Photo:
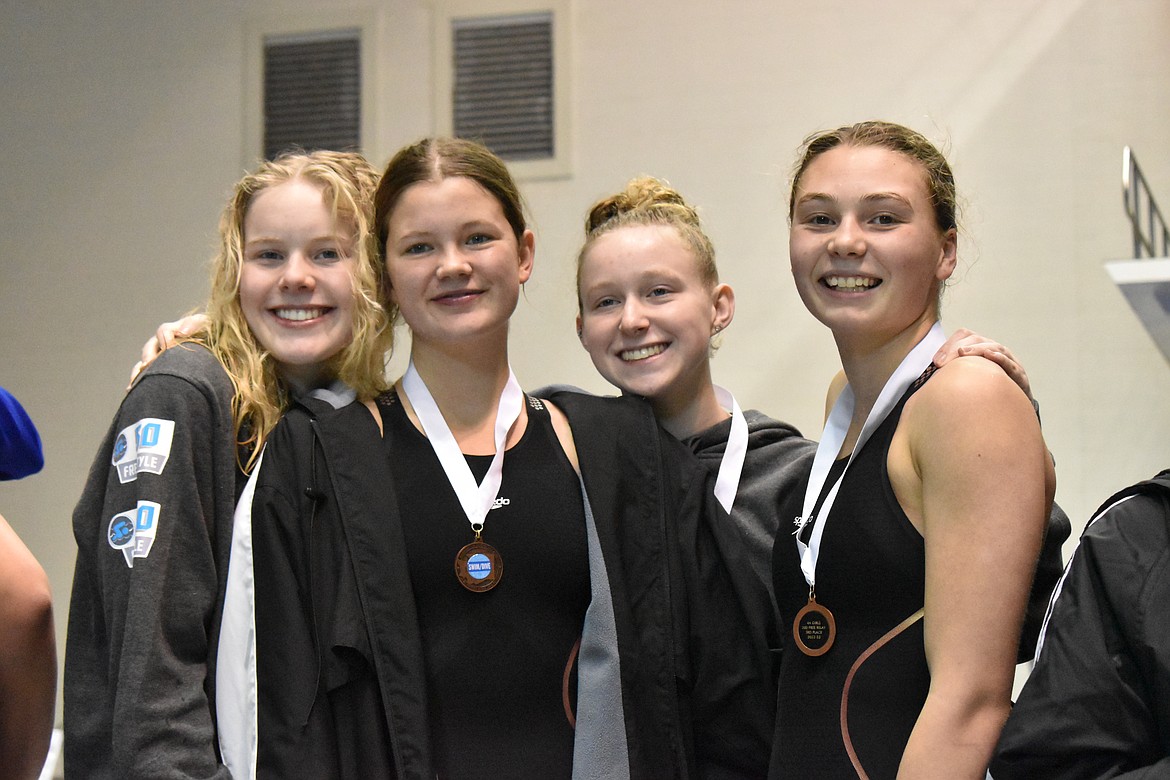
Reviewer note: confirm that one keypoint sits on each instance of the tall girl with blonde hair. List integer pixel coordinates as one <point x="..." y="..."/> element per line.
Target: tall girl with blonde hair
<point x="458" y="579"/>
<point x="917" y="536"/>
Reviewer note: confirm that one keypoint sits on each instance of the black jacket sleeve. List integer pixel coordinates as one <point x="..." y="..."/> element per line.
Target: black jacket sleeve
<point x="1098" y="702"/>
<point x="152" y="529"/>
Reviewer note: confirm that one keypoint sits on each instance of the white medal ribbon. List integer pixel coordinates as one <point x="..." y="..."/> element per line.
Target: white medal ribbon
<point x="833" y="436"/>
<point x="727" y="483"/>
<point x="475" y="498"/>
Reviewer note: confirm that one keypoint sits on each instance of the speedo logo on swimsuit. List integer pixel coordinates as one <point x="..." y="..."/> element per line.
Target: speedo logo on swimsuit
<point x="133" y="532"/>
<point x="143" y="447"/>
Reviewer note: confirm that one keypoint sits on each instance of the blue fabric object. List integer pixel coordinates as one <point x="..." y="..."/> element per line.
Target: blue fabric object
<point x="20" y="444"/>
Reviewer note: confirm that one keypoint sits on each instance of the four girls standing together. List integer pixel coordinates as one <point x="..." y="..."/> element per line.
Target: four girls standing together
<point x="453" y="578"/>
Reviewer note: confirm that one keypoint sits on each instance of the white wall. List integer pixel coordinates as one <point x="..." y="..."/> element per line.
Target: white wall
::::
When you reproduce the material, keep every word exact and leave each picture out.

Photo:
Reviewer note: confirm that one keypoint sits on each instance of the tall girl with blonde hair. List integer pixel coordinates as one <point x="..." y="..."/> element per line.
Target: tall girl with blonde hair
<point x="458" y="579"/>
<point x="917" y="536"/>
Reviewer note: confirm that one keypoint sits on each instance of the black jacket sleeve. List integer pixel coordinates as one <point x="..." y="..."/> element per line.
Target: black jacket sleeve
<point x="1098" y="702"/>
<point x="152" y="529"/>
Reviewer note: confirm that one keypoint sits on each instance of the white medal ribbon. List integer pixel coordinates as one <point x="..." y="..."/> element per line.
Target: white medal ribbon
<point x="833" y="436"/>
<point x="727" y="483"/>
<point x="475" y="498"/>
Reviewer note: confirm that one keypoint sits on each instance of the speedo logo on swimsuit. List integer pixel coordinates as one <point x="..." y="..."/> element per line.
Target: speedo logo on swimsuit
<point x="133" y="532"/>
<point x="143" y="447"/>
Reviewer note: confirm that one keypoint sits on each instance of the blue fabric object. List integer pixel coordinates as one <point x="..." y="..."/> element per line.
Target: blue fabric object
<point x="20" y="444"/>
Reviewer note: confirm that one keypoint sits on each instance of the four girls standing together. List integer pixel coordinates as one <point x="..." y="..."/> element per line.
Target: four girls standing together
<point x="453" y="578"/>
Reviewer note: confirm that one keypoint sits on each instance of the white wall. List integer pixel coordinates as one <point x="..." y="..."/> element per line.
Target: white wall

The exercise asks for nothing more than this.